** START Excerpted data **

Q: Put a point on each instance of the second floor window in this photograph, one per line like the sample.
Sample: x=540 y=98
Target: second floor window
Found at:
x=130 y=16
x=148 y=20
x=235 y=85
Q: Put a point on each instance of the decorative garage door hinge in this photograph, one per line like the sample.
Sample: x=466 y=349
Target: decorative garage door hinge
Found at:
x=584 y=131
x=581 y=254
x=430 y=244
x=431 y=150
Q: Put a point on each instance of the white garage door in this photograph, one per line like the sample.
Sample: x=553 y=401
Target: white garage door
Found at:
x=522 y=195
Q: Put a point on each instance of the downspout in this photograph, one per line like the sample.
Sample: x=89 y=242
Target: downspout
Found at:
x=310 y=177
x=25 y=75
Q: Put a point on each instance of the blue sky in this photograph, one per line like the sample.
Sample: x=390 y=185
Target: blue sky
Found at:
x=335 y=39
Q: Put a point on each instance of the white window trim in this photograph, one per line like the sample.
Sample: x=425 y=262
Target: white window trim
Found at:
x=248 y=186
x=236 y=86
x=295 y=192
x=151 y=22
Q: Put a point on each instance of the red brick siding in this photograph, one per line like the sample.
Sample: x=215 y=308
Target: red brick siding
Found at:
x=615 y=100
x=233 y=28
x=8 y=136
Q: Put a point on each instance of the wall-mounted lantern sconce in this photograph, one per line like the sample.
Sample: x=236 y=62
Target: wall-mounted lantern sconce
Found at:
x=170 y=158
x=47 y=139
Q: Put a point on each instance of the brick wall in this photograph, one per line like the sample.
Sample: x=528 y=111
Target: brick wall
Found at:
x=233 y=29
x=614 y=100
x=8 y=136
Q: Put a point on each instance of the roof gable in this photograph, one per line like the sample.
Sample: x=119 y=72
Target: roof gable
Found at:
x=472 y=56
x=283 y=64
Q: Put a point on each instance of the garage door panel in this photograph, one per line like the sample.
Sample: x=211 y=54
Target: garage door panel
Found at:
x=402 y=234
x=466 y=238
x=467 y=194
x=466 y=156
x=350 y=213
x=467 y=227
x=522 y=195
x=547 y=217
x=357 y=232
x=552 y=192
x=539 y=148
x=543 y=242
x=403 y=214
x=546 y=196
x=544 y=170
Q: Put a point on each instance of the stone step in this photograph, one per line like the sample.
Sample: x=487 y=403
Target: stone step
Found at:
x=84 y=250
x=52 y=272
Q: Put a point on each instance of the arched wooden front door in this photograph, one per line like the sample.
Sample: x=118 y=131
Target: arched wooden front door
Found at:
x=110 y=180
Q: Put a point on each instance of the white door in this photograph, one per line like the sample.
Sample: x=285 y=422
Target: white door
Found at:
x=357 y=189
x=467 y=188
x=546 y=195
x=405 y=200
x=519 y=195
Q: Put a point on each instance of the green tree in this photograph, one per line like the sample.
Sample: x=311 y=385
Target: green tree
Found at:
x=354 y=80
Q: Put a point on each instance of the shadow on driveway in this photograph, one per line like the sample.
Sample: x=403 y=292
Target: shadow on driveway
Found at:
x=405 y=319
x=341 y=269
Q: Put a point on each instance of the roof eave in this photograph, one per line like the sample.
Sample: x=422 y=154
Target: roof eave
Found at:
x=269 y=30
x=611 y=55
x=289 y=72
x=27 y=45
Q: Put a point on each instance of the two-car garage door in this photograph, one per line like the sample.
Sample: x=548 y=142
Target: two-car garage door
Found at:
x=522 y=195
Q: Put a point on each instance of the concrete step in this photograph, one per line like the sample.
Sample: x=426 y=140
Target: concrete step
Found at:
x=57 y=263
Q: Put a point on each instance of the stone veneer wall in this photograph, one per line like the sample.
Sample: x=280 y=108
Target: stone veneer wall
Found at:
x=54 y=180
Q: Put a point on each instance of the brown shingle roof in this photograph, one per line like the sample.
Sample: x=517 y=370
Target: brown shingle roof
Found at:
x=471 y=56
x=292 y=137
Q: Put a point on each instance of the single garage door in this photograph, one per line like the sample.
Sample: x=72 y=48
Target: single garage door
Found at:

** END Excerpted data **

* _Your goal_: Copy out the rows word for word, starting at the line that holds "Q: Put a point on each instance of the shadow" and continuing to the last line of the rows, both ends included.

* _Solution_:
Q: Put a point on each instance of the shadow on driveway in this photograph, one per line like the sample.
Sample: x=403 y=292
Target: shadow on driveway
Found at:
x=405 y=319
x=341 y=269
Q: Put a point on each instance of the roof eave in this photograph, one per line like the sample.
Sample: x=422 y=154
Target: roof eave
Found at:
x=269 y=30
x=611 y=55
x=289 y=72
x=27 y=45
Q: Put a point on each instance of the two-car garage door in this photograph, one per line like the sample.
Sample: x=548 y=142
Target: two-car garage door
Found at:
x=522 y=195
Q: Put a point on each instance of the concrete step in this photograph, one per line like the sample.
Sample: x=426 y=140
Target: concrete step
Found at:
x=57 y=263
Q: Put a point on each instance of the stone veneer wall in this photograph, one per line like the sample.
Sample: x=280 y=108
Target: stone veneer wall
Found at:
x=54 y=180
Q: Put a point on each instance of the brown shingle roof in this photograph, one per line like the sample.
Sample: x=517 y=370
Target: brown shingle roof
Found at:
x=471 y=56
x=292 y=137
Q: Put a point on each instance of the single garage door in this photograph, one per line like the sample.
Sample: x=72 y=48
Target: single garage door
Found at:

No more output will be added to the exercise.